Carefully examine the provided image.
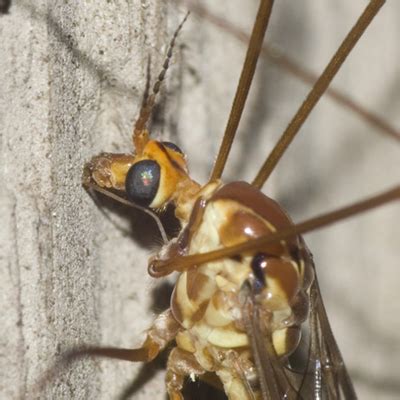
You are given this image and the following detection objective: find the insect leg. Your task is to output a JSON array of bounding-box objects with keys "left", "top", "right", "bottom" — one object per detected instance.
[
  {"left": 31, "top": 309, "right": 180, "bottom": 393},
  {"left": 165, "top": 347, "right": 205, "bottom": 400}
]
==*==
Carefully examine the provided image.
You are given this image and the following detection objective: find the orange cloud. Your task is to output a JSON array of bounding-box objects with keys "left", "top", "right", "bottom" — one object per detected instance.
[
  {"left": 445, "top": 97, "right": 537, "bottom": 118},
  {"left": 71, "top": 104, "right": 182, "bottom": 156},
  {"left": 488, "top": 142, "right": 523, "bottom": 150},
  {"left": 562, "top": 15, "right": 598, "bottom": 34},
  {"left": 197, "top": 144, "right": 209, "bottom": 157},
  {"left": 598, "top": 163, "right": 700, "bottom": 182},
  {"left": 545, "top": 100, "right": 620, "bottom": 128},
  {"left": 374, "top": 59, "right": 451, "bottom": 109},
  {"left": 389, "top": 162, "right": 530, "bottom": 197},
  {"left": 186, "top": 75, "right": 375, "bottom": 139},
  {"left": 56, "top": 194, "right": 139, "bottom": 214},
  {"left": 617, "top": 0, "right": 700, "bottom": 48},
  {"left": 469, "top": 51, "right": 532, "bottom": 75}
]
==*==
Gather every line in the items above that contains the string "bounding", and copy each one unchanged in its original order.

You are given this image and the following detection objective: find the insect leg. Your task is to output a JSON array of bounding-box objects with keys "left", "top", "right", "bottom" — one object per detected instance.
You are given this image and the following detection objective: find the orange cloud. Your task is to output a JSON array of bounding-box objects with keys "left", "top", "right", "bottom" — one object per detected instance.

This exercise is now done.